Rewrite the lines of the rows from the line containing "railing with a bounding box." up to and including the line containing "[383,174,404,226]" as a Markdown table with the columns No. and Entry. Give each line its number in sequence and skip any blank lines.

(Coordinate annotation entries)
########################################
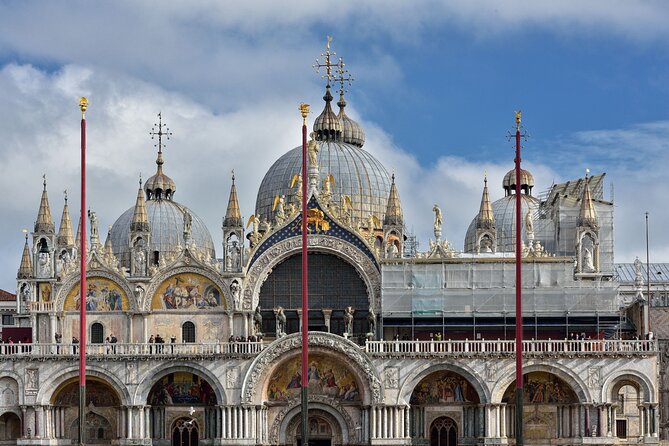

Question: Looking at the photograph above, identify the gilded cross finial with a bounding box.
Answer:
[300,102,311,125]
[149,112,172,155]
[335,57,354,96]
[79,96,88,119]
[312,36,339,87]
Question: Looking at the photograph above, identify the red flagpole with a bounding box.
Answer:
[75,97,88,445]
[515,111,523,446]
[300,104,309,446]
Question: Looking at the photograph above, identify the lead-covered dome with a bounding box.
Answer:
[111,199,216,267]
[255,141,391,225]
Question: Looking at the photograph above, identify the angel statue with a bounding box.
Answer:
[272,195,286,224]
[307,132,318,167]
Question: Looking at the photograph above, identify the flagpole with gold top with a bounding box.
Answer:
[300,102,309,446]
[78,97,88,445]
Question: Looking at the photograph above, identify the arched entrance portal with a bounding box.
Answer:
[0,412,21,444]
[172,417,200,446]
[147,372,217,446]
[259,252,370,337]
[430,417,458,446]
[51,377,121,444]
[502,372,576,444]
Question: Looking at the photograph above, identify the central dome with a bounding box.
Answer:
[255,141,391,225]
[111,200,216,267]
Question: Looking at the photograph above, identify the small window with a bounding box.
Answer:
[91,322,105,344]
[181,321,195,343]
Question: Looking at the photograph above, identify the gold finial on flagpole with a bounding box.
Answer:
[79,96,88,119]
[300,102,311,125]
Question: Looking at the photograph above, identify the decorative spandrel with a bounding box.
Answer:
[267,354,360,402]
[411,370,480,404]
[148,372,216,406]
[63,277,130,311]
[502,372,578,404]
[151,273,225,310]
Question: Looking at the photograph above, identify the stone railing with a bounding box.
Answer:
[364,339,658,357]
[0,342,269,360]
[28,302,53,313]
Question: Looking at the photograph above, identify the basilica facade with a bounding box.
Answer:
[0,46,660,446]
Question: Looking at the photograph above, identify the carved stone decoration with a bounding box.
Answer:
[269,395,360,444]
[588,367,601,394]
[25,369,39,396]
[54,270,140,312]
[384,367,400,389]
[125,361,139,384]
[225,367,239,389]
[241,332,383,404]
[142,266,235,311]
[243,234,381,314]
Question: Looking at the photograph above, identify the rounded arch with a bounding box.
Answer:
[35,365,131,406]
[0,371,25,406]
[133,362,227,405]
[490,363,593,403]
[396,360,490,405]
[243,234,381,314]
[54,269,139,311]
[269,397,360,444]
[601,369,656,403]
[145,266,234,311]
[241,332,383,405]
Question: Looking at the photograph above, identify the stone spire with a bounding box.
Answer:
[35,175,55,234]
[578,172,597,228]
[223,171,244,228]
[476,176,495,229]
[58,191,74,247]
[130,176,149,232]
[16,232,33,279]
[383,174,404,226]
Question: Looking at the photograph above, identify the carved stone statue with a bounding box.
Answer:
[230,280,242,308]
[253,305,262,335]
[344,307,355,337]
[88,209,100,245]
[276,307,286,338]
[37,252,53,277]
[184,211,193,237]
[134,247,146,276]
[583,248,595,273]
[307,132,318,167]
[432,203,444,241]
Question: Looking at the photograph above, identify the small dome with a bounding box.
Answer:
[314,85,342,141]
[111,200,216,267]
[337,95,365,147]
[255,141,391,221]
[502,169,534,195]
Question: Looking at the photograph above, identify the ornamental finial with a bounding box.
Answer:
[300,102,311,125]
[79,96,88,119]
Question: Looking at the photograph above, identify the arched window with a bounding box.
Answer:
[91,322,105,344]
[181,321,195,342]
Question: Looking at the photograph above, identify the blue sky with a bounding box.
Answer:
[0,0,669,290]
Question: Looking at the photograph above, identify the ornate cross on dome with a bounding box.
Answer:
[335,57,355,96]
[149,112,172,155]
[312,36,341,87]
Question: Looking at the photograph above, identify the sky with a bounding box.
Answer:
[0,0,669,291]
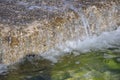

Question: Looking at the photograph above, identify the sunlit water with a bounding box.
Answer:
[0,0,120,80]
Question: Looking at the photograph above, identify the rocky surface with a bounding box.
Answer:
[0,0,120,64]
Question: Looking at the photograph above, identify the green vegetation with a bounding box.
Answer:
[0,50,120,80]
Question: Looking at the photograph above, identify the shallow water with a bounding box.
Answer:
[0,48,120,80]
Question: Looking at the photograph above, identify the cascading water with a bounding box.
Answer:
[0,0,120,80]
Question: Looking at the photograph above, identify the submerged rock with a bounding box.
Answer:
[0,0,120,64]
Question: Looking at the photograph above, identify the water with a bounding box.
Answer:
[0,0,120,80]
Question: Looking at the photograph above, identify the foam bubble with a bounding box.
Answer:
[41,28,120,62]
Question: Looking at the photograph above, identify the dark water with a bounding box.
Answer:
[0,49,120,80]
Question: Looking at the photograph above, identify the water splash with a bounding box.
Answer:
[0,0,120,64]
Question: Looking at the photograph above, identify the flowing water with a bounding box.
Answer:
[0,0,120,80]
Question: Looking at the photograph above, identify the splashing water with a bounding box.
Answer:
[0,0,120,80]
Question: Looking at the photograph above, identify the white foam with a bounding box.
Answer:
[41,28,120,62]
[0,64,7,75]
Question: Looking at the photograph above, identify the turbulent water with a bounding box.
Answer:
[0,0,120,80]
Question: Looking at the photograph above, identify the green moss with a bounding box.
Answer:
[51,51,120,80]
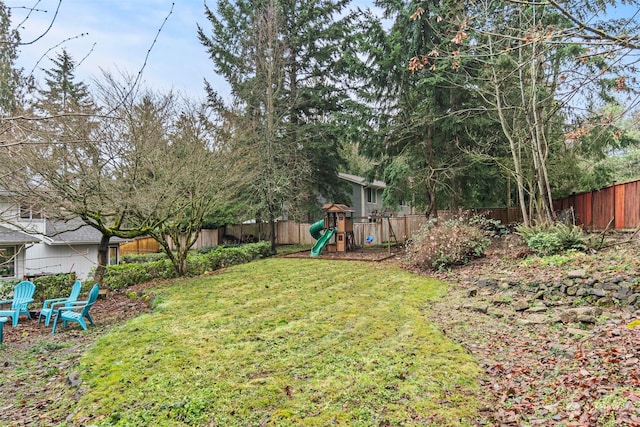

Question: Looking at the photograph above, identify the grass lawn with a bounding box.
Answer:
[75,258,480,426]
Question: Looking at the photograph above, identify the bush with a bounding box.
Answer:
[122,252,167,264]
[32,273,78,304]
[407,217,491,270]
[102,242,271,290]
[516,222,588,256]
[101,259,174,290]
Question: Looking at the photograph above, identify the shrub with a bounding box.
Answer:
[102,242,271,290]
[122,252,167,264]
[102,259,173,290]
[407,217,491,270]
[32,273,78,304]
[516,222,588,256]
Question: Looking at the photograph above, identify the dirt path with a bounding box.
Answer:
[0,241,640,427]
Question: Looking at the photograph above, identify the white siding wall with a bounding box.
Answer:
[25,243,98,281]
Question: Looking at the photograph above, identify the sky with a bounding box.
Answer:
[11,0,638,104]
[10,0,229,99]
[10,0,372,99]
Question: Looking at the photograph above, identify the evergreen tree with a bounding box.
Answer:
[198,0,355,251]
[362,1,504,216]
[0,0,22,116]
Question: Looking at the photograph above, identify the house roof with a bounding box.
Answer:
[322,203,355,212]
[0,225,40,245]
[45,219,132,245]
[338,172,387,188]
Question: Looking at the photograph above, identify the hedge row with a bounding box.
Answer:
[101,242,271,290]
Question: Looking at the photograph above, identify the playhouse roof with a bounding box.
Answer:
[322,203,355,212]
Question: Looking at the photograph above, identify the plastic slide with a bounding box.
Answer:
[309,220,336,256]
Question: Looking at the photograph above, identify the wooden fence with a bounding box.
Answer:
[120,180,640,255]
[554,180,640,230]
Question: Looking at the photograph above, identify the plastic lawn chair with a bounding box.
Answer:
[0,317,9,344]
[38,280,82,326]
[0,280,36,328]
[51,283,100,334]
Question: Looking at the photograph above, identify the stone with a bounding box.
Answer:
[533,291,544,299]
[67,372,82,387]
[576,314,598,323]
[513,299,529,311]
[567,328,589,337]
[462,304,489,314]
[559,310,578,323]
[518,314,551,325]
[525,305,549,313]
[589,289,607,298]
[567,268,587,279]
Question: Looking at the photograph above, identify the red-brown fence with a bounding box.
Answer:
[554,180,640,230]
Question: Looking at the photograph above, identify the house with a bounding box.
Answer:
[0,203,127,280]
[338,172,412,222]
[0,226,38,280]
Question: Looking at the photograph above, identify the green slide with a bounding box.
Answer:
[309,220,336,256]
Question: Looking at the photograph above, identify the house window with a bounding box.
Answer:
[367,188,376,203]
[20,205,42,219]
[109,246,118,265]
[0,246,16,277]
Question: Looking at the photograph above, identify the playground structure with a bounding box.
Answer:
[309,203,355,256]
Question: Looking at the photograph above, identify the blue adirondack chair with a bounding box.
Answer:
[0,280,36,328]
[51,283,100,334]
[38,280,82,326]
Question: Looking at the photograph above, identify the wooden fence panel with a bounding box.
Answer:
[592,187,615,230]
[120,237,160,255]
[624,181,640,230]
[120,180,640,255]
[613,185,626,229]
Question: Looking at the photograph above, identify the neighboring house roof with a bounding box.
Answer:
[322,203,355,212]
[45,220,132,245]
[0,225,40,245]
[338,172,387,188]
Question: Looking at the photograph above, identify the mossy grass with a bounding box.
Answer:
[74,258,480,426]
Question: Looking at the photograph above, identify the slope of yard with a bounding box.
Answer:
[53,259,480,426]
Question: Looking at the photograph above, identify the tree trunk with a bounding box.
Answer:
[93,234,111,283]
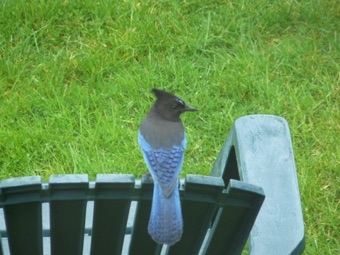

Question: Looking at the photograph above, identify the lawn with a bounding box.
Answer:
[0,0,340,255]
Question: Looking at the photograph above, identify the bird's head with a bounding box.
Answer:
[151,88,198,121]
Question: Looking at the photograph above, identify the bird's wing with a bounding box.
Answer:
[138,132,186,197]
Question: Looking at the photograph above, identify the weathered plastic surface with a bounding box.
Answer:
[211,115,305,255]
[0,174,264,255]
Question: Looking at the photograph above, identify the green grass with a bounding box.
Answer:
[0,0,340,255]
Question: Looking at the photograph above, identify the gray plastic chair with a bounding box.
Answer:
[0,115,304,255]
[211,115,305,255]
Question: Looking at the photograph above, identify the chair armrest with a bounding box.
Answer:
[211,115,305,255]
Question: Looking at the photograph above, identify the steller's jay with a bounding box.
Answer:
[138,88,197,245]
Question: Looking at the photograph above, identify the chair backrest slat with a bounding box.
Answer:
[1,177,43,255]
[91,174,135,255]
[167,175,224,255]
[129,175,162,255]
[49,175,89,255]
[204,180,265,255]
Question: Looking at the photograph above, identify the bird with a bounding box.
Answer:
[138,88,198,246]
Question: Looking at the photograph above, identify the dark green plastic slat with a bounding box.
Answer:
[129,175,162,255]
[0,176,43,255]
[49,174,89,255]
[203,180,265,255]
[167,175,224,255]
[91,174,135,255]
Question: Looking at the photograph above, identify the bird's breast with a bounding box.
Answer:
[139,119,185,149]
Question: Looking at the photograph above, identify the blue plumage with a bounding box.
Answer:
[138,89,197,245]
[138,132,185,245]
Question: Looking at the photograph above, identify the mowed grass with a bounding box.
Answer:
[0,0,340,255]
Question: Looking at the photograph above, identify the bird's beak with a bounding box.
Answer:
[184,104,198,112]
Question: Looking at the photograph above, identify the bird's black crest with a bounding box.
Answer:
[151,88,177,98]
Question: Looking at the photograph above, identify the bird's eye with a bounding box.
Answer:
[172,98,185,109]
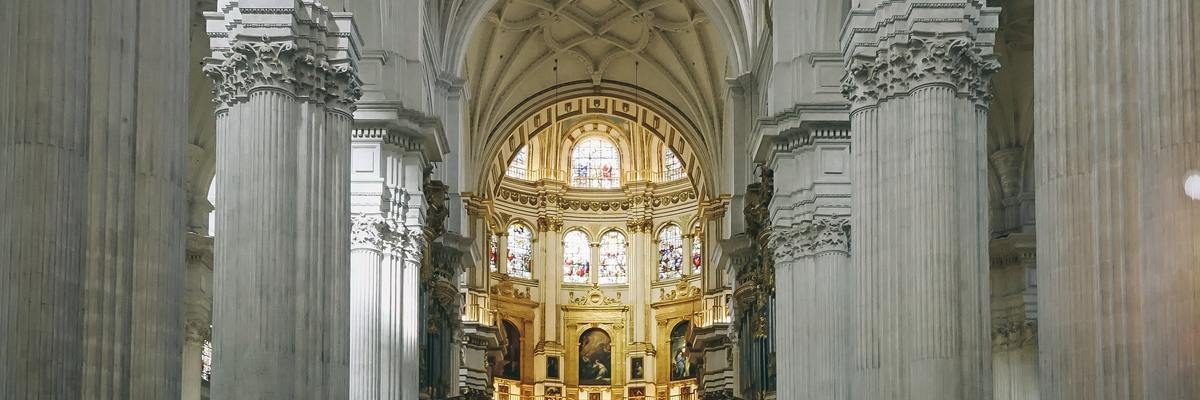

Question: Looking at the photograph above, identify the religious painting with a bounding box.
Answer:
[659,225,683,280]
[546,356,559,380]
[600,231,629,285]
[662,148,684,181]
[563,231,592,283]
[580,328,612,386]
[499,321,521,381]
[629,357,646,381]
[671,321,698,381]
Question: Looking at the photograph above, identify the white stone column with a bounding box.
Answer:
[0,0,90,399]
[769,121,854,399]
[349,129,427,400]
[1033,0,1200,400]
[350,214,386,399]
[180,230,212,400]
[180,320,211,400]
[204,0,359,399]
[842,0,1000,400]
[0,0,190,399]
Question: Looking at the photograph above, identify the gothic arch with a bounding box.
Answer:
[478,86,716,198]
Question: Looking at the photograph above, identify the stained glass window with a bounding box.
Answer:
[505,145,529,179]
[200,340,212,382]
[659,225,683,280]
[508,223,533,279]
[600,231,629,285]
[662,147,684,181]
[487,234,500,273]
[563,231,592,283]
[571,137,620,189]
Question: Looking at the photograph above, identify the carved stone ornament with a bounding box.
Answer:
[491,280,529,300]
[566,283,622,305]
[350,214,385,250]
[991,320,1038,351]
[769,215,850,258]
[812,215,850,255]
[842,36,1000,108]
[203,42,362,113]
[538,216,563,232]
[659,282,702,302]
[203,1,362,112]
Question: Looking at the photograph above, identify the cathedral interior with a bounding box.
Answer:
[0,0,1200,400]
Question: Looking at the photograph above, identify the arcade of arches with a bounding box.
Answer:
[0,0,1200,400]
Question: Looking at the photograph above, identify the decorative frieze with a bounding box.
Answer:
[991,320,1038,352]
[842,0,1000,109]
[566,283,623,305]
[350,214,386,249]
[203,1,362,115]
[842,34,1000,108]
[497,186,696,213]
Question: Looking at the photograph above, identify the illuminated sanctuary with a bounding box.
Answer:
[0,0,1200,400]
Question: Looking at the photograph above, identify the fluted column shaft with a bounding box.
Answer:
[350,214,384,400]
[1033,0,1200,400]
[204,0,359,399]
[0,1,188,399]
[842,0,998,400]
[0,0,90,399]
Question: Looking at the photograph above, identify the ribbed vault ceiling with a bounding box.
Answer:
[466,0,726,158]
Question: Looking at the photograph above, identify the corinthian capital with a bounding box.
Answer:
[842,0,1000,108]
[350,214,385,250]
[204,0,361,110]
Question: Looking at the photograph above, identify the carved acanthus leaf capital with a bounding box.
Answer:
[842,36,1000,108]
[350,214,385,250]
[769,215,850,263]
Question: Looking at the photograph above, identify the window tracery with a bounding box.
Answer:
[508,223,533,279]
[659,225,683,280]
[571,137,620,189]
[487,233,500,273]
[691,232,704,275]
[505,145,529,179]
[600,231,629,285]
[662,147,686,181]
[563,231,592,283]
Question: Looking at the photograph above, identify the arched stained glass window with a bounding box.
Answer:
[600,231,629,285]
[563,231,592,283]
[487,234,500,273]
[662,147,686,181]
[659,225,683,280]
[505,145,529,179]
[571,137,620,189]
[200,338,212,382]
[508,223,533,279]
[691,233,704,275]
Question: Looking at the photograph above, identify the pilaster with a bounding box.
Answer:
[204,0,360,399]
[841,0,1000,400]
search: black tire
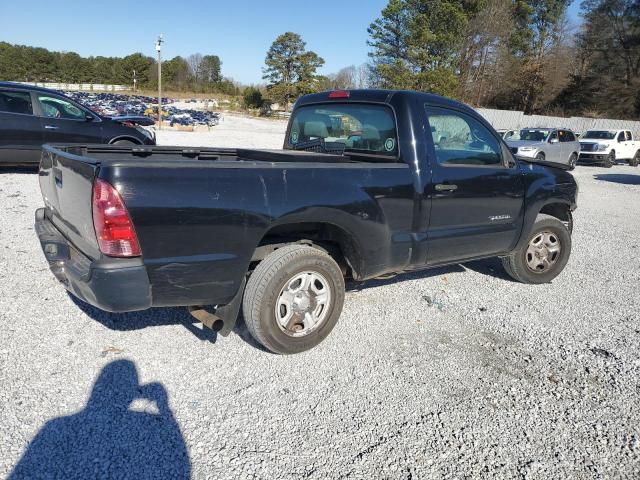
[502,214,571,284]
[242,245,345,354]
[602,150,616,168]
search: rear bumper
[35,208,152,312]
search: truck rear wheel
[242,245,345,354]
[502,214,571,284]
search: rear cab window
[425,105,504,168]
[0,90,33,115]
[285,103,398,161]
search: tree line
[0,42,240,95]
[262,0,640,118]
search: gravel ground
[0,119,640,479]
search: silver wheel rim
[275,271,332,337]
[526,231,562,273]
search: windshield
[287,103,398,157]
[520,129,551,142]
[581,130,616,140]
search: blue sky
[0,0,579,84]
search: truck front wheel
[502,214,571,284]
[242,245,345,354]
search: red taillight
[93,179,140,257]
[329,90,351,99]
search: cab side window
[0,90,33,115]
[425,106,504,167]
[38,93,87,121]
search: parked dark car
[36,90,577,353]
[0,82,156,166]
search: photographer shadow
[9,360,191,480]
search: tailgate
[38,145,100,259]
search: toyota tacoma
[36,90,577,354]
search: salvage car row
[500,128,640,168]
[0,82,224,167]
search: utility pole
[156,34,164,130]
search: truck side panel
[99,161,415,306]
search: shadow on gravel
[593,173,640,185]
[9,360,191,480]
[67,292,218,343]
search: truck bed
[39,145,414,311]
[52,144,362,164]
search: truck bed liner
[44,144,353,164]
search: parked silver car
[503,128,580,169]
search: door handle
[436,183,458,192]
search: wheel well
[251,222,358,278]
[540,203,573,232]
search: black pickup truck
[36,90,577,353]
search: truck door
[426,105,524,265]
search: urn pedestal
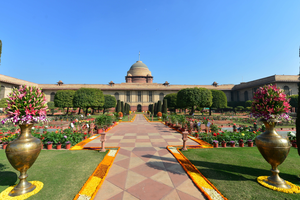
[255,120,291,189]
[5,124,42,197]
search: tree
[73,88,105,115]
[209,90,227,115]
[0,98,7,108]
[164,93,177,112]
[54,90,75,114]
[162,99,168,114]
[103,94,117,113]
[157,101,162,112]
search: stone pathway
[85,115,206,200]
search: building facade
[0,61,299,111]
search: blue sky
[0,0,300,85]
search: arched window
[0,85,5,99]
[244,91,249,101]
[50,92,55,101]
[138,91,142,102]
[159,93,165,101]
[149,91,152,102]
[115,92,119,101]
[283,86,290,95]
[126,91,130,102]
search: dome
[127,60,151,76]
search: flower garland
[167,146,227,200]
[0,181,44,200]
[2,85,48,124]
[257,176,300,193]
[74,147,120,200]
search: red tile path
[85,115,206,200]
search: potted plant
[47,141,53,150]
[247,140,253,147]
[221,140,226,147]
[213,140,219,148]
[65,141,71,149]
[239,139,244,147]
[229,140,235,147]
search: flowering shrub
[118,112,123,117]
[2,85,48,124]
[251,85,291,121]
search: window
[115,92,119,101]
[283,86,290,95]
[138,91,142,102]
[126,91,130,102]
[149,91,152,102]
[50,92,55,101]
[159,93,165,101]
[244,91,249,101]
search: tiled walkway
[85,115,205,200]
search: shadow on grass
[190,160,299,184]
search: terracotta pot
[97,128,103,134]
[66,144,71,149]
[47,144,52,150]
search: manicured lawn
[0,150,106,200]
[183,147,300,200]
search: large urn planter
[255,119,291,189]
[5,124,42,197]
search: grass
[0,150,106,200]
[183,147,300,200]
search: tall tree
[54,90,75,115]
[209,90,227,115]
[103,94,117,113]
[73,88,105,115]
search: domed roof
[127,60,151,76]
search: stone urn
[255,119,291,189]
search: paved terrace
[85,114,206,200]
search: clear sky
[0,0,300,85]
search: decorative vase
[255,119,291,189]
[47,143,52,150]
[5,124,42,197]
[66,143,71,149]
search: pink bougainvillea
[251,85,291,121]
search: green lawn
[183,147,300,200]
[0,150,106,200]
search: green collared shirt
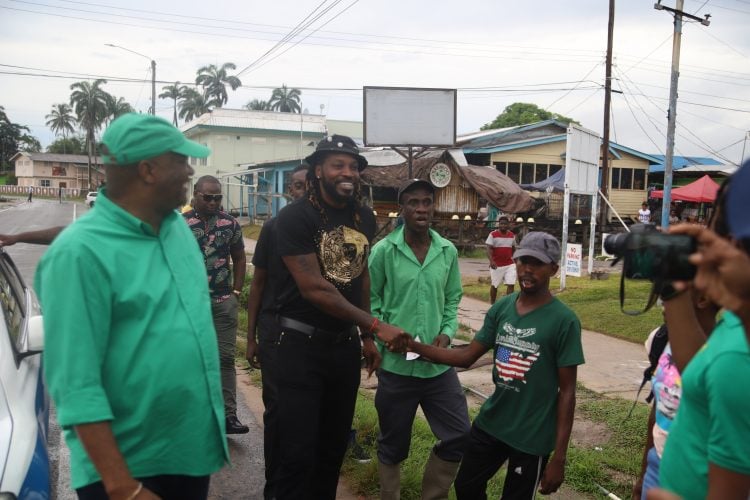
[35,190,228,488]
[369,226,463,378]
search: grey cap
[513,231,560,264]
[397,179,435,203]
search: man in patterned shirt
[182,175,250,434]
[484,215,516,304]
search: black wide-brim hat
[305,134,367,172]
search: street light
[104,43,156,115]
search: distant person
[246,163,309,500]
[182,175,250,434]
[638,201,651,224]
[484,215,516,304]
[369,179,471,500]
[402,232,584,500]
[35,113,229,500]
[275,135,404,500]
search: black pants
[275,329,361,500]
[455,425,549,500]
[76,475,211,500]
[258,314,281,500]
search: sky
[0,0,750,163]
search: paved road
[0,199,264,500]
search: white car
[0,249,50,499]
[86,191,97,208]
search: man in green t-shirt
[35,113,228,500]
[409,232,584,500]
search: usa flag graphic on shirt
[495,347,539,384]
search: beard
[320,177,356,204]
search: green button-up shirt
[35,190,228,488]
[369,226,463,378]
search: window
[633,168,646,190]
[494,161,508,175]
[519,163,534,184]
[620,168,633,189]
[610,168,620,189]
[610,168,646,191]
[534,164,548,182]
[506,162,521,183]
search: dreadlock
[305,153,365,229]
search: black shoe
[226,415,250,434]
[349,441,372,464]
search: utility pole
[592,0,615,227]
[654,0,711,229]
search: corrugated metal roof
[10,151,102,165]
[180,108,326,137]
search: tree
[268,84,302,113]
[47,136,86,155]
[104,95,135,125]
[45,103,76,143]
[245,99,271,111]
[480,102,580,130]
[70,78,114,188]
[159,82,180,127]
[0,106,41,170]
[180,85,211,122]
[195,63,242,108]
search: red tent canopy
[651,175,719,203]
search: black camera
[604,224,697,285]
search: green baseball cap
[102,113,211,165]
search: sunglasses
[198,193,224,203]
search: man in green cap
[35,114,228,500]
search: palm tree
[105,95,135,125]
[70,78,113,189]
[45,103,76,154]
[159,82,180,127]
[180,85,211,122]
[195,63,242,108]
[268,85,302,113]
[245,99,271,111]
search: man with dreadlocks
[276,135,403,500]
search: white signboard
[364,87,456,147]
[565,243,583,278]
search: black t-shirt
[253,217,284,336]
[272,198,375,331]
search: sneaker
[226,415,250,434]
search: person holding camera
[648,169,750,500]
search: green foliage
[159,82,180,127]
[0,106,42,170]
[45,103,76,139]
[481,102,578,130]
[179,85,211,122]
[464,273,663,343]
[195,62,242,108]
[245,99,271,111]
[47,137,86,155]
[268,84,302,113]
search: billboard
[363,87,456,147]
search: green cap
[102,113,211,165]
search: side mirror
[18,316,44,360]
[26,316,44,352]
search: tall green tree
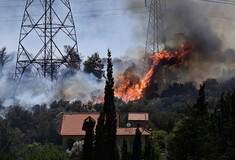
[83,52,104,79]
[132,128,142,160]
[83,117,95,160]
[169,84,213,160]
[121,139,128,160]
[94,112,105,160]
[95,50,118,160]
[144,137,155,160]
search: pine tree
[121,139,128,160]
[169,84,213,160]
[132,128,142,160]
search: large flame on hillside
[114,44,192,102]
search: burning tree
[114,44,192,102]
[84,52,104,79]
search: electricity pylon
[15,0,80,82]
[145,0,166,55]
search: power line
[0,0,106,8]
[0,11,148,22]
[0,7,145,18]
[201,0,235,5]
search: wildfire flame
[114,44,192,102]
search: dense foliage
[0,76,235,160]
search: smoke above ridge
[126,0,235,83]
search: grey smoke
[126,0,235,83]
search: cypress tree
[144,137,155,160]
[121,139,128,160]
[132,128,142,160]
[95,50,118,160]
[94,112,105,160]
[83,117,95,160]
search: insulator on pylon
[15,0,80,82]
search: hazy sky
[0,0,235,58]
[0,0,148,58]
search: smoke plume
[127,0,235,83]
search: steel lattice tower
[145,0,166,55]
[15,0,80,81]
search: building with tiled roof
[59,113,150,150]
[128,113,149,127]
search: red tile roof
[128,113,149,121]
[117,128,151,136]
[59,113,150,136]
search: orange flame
########################################
Response —
| No. | Entry |
|---|---|
| 1 | Question: Looking at the photograph above, identify the stone railing with a bounding box. |
| 2 | Answer: |
| 3 | [364,339,658,357] |
| 4 | [0,342,269,360] |
| 5 | [28,302,53,313] |
| 6 | Question: Looking at the photograph above, identify the basilica facade with a bounding box. |
| 7 | Answer: |
| 8 | [0,46,660,446] |
| 9 | Question: Looking at the photograph above, identify the carved stone decoration with a bounding box. |
| 10 | Answer: |
| 11 | [269,395,360,444] |
| 12 | [588,367,601,394] |
| 13 | [25,369,39,396] |
| 14 | [54,270,140,312] |
| 15 | [384,367,400,389] |
| 16 | [125,361,139,384] |
| 17 | [225,367,239,389] |
| 18 | [241,332,383,404] |
| 19 | [142,266,235,311] |
| 20 | [243,234,381,314] |
| 21 | Question: Looking at the photograph above, identify the rounded arch with a bounding box. |
| 22 | Answer: |
| 23 | [35,365,131,406] |
| 24 | [0,371,25,406] |
| 25 | [133,362,227,405] |
| 26 | [490,363,593,403] |
| 27 | [396,360,490,405] |
| 28 | [243,234,381,314] |
| 29 | [54,269,139,311] |
| 30 | [269,397,360,444] |
| 31 | [601,369,656,403] |
| 32 | [145,266,234,311] |
| 33 | [241,332,383,405] |
| 34 | Question: Looking at the photograph above, identify the stone spire with a bounding box. |
| 35 | Answer: |
| 36 | [35,175,55,234] |
| 37 | [578,172,597,228] |
| 38 | [223,171,244,228] |
| 39 | [476,176,495,229] |
| 40 | [58,191,74,247] |
| 41 | [130,176,149,232] |
| 42 | [16,232,33,279] |
| 43 | [383,174,404,226] |